*Your task*:
Reproduce verbatim the stretch of the passage on standardizing formats from "AI-assisted standardization workflow" through "for your data.".

*Passage*:
Standardizing formats
Text functions for standardization
The Spreadsheet Editor provides several text functions for standardizing data:
| Function | Purpose | Example |
|---|---|---|
| TRIM(text) | Removes leading, trailing, and extra spaces | =TRIM(" John Smith ") → "John Smith" |
| UPPER(text) | Converts text to uppercase | =UPPER("london") → "LONDON" |
| LOWER(text) | Converts text to lowercase | =LOWER("LONDON") → "london" |
| PROPER(text) | Capitalizes first letter of each word | =PROPER("john smith") → "John Smith" |
| CLEAN(text) | Removes non-printable characters | =CLEAN(A1) |
| SUBSTITUTE(text, old, new) | Replaces specific text | =SUBSTITUTE("U.S.","U.S.","USA") → "USA" |
| TEXT(value, format) | Formats numbers/dates consistently | =TEXT(A1,"YYYY-MM-DD") |
Using AI to generate standardization formulas
Ask AI to create formulas for your specific standardization needs:
Example prompt: "Create a formula to standardize phone numbers in column A to the format (XXX) XXX-XXXX."
Example response: "Use this formula to standardize phone numbers: =TEXT(SUBSTITUTE(SUBSTITUTE(SUBSTITUTE(A1,"-",""),"(",""),")",""),"(###) ###-####"). This removes existing formatting and applies the standard format. For phone numbers with country codes or varying lengths, you may need a more complex approach using nested IF statements or a helper column."
Using Find & Replace for bulk standardization
The Spreadsheet Editor provides a built-in Find and Replace (Ctrl+H) feature for simple text replacements across your data.
AI-assisted standardization workflow
For complex standardization tasks, follow this workflow:
- Identify issues: Open the AI prompt and ask AI to analyze a sample of your data and list formatting inconsistencies.
- Get recommendations: Ask AI which approach is best — formulas, Find & Replace, or manual correction.
- Generate formulas: If using formulas, ask AI to create the specific formula for your data.
- Apply in a new column: Create a new column with the standardized values using the formula.
- Verify results: Review the standardized data before replacing the original.
- Replace original data: Copy the standardized column, then use Paste Special → Values to replace the original.

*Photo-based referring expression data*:
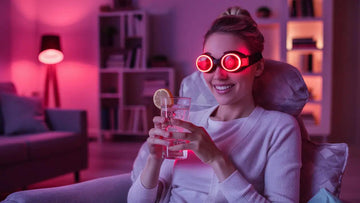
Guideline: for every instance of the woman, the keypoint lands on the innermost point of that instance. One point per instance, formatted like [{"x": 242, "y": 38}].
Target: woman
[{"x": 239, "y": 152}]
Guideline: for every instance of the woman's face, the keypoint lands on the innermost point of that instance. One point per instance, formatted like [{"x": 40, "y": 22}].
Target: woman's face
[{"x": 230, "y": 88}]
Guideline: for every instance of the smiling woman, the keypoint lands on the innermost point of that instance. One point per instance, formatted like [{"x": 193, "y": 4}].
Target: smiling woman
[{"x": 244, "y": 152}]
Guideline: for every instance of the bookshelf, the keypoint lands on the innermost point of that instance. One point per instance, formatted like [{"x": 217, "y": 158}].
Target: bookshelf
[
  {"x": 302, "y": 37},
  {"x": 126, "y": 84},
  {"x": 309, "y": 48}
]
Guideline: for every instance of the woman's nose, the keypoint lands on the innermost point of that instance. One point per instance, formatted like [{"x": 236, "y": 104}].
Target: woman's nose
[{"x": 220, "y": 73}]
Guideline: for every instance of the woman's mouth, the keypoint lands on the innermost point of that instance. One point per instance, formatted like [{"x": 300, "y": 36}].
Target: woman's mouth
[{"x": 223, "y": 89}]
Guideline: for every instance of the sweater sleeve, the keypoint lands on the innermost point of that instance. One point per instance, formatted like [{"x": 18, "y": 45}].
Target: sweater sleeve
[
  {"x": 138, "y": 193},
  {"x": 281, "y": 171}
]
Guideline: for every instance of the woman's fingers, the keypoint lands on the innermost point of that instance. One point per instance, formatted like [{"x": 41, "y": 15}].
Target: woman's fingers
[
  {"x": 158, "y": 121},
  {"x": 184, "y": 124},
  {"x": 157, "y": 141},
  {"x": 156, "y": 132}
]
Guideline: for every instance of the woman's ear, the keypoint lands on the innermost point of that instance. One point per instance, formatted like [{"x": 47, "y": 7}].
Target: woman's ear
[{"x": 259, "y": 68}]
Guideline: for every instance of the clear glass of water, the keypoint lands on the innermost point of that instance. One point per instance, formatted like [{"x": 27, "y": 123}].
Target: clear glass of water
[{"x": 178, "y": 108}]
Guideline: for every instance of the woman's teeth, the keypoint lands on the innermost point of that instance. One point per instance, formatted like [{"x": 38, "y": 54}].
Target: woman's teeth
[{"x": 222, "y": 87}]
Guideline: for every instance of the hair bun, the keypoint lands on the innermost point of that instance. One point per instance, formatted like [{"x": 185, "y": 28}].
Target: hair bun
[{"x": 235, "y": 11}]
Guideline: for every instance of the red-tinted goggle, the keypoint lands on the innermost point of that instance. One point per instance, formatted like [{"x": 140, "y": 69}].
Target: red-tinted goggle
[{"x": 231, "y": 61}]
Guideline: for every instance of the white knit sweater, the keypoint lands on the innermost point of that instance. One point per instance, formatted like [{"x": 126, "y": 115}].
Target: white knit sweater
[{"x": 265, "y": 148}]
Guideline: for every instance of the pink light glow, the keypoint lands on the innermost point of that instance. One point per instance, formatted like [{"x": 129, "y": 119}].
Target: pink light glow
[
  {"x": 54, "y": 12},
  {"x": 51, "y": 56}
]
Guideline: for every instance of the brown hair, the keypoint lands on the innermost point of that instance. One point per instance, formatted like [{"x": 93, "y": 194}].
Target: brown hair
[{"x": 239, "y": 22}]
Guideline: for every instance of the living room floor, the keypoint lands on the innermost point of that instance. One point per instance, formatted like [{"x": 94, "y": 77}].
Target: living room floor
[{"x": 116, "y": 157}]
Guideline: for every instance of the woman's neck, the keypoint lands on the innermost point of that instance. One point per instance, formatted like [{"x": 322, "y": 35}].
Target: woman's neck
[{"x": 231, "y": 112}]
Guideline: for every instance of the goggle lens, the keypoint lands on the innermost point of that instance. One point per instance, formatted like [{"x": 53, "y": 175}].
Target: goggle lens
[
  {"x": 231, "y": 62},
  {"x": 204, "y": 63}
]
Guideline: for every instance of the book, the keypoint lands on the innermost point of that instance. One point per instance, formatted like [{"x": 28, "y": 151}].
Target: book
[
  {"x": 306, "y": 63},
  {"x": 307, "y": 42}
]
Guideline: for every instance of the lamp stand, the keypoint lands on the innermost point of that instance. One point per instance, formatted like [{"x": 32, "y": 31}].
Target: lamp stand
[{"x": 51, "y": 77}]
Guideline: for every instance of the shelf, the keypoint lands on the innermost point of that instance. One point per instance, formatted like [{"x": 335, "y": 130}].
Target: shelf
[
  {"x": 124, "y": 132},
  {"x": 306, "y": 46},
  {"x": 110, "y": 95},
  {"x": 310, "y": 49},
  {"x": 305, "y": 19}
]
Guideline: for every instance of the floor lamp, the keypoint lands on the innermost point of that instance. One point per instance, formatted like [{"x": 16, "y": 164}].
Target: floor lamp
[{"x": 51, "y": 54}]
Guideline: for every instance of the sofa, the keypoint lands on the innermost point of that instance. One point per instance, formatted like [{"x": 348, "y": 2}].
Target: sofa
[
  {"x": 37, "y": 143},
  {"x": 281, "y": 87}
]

*Finished task*:
AI-assisted standardization workflow
For complex standardization tasks, follow this workflow:
- Identify issues: Open the AI prompt and ask AI to analyze a sample of your data and list formatting inconsistencies.
- Get recommendations: Ask AI which approach is best — formulas, Find & Replace, or manual correction.
- Generate formulas: If using formulas, ask AI to create the specific formula for your data.